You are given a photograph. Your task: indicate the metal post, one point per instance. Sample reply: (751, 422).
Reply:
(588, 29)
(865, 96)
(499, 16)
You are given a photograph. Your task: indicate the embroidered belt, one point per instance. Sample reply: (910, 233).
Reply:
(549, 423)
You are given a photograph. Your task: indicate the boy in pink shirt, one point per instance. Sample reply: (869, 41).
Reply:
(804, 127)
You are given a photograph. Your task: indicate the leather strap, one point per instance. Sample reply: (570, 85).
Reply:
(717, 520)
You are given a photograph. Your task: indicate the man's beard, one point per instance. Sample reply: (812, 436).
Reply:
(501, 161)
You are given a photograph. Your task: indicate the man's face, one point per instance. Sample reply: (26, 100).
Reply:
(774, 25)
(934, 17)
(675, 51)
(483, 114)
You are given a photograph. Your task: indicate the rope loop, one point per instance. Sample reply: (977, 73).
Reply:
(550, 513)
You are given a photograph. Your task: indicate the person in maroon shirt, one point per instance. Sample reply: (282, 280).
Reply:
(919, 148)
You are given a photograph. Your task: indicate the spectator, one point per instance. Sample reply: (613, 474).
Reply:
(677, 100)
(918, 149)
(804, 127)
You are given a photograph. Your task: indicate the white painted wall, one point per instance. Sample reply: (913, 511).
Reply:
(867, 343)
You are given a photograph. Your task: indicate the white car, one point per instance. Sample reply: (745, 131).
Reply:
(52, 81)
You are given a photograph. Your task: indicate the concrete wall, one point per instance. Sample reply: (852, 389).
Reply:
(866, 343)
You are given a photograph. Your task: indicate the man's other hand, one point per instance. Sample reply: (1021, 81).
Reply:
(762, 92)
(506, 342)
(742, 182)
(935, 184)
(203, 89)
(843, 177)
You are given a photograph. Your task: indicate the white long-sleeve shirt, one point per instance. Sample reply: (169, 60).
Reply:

EXERCISE REQUIREMENTS: Your task is to give the records above again, exactly.

FINISHED ANSWER:
You are given a photograph. Your task: indicate the metal post, one point per instance. Sample reply: (751, 422).
Reply:
(588, 29)
(865, 96)
(499, 16)
You are given a photograph. Your task: indicate the embroidered belt, one point per instance. Sample reply: (910, 233).
Reply:
(549, 423)
You are given a photograph. Your task: indicate the boy in pink shirt, one point per instance. Sample reply: (869, 41).
Reply:
(804, 127)
You are given a photograph. Your task: indicate the leather strap, one point per instance. Sample reply: (570, 85).
Reply:
(717, 520)
You are given a photograph. Your task: indicate the man's beard, one point per instance. Sample reply: (812, 436).
Reply:
(501, 161)
You are given a photograph. Your task: indicate the man's face, one point per instance. Sample reply: (26, 100).
Reply:
(774, 25)
(934, 17)
(675, 51)
(483, 114)
You are given a photograph. Your task: indicate the rope loop, one point per instance. Sample reply: (977, 73).
Reply:
(550, 513)
You are given a photograph. Your task: indicate the person in maroon shirt, one point per instance. Sample reply: (282, 280).
Reply:
(919, 148)
You are given a photograph. Your task: indicate the spectator, one point per instance. Sample reply: (613, 474).
Reply:
(677, 100)
(918, 149)
(804, 127)
You are given a photograph. Your task: indicate the white painted wall, one point per instance. Sample reply: (913, 511).
Reply:
(867, 343)
You are given a photograph. Your task: indicate the white car, one point per instance. Sample reply: (745, 131).
Reply:
(52, 81)
You are given a photograph. Your task: indicate the concrete wall, one point per instance. Sample reply: (852, 389).
Reply:
(866, 343)
You are given a photograph. Your task: indicate the man's other hand, one point per instance. Sample reply: (1021, 81).
Reply:
(762, 92)
(506, 342)
(742, 182)
(935, 184)
(203, 89)
(843, 177)
You are given a photograph. Your task: indicate the white long-sleeve shirt, one point per instance. Sample reply: (169, 60).
Reply:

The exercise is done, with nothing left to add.